**What is being asked**
Quote, without any change, the line that contains "Mark the maroon" and all lines that follow it to the end of the data below.
= = = = =
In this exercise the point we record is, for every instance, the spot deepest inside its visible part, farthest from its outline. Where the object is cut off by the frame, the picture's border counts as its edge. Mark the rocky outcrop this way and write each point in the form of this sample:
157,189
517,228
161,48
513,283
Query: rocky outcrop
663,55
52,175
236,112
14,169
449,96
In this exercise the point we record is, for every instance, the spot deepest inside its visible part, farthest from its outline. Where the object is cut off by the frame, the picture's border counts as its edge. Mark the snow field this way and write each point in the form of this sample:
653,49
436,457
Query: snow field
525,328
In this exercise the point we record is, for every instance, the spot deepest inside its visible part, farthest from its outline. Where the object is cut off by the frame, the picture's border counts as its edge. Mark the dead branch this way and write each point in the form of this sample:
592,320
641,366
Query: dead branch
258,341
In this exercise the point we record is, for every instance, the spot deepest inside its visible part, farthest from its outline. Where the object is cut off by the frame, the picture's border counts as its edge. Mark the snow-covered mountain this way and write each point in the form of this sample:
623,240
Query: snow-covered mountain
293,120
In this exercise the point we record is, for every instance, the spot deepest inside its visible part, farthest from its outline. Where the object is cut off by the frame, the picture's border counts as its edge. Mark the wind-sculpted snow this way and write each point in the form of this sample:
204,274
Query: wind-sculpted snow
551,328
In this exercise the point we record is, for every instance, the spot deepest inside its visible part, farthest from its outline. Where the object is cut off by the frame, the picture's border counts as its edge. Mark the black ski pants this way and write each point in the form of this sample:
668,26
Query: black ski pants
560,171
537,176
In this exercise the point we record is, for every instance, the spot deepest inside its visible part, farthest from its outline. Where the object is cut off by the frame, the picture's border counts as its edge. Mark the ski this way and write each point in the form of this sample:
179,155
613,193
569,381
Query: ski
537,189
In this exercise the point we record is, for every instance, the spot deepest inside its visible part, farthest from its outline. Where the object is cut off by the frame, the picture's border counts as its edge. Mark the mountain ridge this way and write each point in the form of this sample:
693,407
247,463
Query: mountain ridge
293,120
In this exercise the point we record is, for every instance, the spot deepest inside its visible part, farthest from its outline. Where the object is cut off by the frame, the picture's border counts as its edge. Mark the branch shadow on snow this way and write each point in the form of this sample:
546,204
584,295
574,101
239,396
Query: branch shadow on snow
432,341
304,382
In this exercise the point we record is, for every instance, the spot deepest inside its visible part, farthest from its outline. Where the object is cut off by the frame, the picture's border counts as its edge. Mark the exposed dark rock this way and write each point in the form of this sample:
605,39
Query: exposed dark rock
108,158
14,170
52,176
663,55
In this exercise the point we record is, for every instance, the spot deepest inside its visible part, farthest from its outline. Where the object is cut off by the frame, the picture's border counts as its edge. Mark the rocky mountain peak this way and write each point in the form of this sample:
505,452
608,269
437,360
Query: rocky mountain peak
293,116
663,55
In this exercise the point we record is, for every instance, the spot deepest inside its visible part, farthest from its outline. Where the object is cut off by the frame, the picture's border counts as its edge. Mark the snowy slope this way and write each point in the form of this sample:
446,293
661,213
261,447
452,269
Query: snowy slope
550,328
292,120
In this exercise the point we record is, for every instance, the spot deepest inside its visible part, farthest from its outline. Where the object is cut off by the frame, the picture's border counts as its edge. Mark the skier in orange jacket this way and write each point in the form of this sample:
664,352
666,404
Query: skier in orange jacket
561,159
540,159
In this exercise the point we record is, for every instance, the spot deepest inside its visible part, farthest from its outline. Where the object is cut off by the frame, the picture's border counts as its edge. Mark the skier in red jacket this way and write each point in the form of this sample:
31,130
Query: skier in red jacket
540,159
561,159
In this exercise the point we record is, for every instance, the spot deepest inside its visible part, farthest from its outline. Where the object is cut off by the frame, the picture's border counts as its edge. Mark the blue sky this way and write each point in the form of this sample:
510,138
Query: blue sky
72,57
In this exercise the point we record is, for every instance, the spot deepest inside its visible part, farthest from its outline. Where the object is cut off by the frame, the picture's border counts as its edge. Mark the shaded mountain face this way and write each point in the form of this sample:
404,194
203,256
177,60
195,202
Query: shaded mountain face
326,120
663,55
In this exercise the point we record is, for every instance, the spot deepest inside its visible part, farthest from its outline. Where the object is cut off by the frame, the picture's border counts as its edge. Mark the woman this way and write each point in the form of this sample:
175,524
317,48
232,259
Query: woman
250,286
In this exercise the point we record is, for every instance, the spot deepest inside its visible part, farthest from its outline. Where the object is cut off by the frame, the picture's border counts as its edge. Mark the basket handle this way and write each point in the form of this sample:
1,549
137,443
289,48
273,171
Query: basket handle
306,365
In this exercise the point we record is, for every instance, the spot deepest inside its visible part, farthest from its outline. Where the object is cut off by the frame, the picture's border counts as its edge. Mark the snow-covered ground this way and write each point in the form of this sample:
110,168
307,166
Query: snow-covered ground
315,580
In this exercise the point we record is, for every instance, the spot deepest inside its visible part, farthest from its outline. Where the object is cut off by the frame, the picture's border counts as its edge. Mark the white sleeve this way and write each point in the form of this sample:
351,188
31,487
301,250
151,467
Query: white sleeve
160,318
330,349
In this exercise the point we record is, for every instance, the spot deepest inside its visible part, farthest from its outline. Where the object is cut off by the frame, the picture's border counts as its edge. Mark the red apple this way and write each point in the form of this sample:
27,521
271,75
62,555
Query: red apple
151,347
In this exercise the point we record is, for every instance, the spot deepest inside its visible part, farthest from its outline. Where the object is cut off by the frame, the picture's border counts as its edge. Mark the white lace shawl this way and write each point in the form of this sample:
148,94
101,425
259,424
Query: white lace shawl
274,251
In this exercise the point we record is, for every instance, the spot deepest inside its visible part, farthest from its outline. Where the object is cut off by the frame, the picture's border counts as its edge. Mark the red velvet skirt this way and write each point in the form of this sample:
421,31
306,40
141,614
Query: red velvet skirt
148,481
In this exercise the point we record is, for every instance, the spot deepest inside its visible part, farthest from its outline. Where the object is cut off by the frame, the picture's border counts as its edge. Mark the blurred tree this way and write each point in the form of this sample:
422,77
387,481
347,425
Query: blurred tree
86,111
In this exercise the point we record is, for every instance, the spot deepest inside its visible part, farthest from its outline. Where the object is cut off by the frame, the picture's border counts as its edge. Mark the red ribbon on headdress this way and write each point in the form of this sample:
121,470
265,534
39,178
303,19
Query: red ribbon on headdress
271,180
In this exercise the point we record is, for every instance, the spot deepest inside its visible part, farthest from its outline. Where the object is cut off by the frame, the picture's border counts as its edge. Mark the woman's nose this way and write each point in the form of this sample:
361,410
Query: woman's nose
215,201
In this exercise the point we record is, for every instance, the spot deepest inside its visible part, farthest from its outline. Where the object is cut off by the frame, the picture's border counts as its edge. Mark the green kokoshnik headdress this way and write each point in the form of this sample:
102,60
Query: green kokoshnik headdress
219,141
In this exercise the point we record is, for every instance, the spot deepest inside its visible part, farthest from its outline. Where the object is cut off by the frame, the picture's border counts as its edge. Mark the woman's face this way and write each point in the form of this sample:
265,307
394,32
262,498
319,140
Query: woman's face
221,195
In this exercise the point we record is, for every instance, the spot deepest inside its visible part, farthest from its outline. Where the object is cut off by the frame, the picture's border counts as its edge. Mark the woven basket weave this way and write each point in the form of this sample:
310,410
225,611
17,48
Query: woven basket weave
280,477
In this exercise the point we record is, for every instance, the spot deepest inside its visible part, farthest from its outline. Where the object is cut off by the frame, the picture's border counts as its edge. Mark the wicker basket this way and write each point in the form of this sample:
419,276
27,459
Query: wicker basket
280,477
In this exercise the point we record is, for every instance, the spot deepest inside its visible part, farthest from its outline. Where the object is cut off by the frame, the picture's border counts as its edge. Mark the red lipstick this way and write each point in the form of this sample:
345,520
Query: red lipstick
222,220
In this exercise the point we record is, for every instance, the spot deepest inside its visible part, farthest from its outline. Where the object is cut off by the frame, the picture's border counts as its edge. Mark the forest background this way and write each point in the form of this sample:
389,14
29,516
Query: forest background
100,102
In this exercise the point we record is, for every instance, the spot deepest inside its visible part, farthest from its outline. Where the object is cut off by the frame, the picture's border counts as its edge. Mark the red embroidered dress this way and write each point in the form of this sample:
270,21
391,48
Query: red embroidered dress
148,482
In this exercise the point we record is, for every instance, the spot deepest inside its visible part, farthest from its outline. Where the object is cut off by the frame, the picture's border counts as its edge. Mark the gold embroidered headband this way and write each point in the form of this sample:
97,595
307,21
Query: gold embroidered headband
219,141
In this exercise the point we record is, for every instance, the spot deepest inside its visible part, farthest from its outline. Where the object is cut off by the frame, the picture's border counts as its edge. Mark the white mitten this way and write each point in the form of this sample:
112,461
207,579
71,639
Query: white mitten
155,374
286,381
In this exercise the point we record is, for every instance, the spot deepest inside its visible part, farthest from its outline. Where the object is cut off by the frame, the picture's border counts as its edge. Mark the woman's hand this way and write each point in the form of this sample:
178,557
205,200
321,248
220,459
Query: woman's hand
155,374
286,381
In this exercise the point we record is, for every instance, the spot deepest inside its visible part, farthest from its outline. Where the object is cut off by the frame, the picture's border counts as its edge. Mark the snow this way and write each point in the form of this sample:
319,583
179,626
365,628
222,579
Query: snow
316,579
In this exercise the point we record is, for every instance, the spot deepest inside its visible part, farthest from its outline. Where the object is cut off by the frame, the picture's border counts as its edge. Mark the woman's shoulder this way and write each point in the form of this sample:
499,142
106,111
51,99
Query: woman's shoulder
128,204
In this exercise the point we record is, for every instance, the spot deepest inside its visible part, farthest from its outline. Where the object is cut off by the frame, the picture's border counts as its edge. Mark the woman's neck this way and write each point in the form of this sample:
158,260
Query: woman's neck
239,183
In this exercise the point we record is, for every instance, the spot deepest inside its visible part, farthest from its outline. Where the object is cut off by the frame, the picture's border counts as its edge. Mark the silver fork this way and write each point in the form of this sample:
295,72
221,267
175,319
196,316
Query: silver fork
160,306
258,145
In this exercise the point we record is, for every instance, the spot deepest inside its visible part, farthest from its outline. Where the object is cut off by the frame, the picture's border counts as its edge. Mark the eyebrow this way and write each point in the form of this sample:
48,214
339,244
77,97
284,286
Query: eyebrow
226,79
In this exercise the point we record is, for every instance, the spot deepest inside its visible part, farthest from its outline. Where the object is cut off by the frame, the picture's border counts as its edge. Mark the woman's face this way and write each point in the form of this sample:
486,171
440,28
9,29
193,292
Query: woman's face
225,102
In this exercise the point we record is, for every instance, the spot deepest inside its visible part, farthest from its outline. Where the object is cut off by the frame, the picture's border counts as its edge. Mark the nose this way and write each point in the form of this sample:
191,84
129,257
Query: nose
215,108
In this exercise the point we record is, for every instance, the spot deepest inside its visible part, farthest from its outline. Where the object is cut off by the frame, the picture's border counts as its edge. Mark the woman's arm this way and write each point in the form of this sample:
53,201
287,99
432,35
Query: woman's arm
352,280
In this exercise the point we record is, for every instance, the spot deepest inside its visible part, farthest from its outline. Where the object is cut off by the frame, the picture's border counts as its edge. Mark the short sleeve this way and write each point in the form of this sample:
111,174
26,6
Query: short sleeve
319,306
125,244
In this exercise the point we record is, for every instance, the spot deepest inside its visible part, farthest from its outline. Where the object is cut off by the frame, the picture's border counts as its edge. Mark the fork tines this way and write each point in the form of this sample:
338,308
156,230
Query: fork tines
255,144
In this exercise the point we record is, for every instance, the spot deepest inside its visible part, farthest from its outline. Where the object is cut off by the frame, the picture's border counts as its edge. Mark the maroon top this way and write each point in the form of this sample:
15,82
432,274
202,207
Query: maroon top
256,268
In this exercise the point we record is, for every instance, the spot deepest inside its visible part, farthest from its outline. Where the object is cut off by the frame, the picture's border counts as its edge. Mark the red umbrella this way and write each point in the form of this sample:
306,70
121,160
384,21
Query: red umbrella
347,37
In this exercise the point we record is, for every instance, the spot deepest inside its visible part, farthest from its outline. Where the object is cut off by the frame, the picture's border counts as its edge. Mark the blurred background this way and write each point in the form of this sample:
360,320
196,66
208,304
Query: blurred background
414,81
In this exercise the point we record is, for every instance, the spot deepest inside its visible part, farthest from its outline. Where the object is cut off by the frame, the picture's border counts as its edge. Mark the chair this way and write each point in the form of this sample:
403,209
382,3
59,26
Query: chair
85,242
= = = = =
**Result for this exercise**
In this exercise the point we record is, for every instance, the spot deepest inside its visible part, farthest from its outline. Where the object is cut off by the frame, the picture's border counts as its edge. Mark the maroon top this way and write each point in the form of this sample:
15,82
432,274
202,207
Query: maroon top
256,268
In this exercise the point we record is, for every instance, the spot deepest inside its visible part, farthest from its outline. Where the object is cut off by the frame, the picture's border counts as its edge. Mark the red umbrella this way and write each point in the form of this sample:
306,70
121,160
384,21
Query: red umbrella
347,37
In this exercise the point we record is, for every instance, the spot deepest inside its visible part, farthest from its outline. Where the object is cut off by the frame, the picture's border counts as its edge. Mark the blurred background this way and write each point in the form of this sample:
360,320
196,66
208,304
Query: blurred background
414,81
In this exercise the point we record is, for every instance, the spot deepest inside its visible part, farthest from its outline. Where the object is cut off by the frame, the picture's border counts as its edge. Mark the chair this way and write each point in the form of this sample:
403,209
382,3
59,26
Query: chair
85,242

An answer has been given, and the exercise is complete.